▶ WHAT TO WORK ON:
Copy everything in the Frost poem commentary from "But as you read" down to "need to know.", substituting "tempest" for "storm".

▶ EXCERPTED PASSAGE:
Robert Frost is one of the most famous poets of all time. He is the name that defines American poetry. ‘Stopping by the Woods on a Snowy Evening’ is a poem that justifies Frost’s fame and popularity.
‘Stopping by the Woods on a Snowy Evening’ seems like a very simple and normal poem about a person just looking at the beauty of snowflakes and a frozen lake.
But as you read and understand the inner turmoil that the speaker is going through and notice the storm brewing under these calming lines, the meaning of the poem changes completely.
Let’s take a look at the poem first and then at the summary to explain everything you need to know.
Stopping by the Woods on a Snowy Evening
Whose woods these are I think I know. His house is in the village though; He will not see me stopping here To watch his woods fill up with snow. My little horse must think it queer To stop without a farmhouse near Between the woods and frozen lake The darkest evening of the year. He gives his harness bells a shake To ask if there is some mistake. The only other sound’s the sweep Of easy wind and downy flake. The woods are lovely, dark and deep, But I have promises to keep, And miles to go before I sleep, And miles to go before I sleep.
The poem starts with a very bizarre tone and you can sense the sadness and disinterested nature of the speaker. As he is passing by the woods, he notices it and stops.
The speaker knows the person who owns the land. He says that the owner would not mind if he stopped here for a second and watched the snow. Of course, the owner would not mind if he just saw the woods.
Metaphor meaning: Seeing is something that no one would mind. But the speaker says this because he is not just intending to see the woods, but do something else as well.
The speaker is not alone. He is with his horse and he knows that the horse can sense the oddness of them standing still in this dark place, near the frozen lake and the woods.

▶ INFORMATION SUPPLIED:
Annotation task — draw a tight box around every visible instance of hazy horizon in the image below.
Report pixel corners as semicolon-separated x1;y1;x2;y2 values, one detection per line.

▶ EXERCISE OUTPUT:
But as you read and understand the inner turmoil that the speaker is going through and notice the tempest brewing under these calming lines, the meaning of the poem changes completely.
Let’s take a look at the poem first and then at the summary to explain everything you need to know.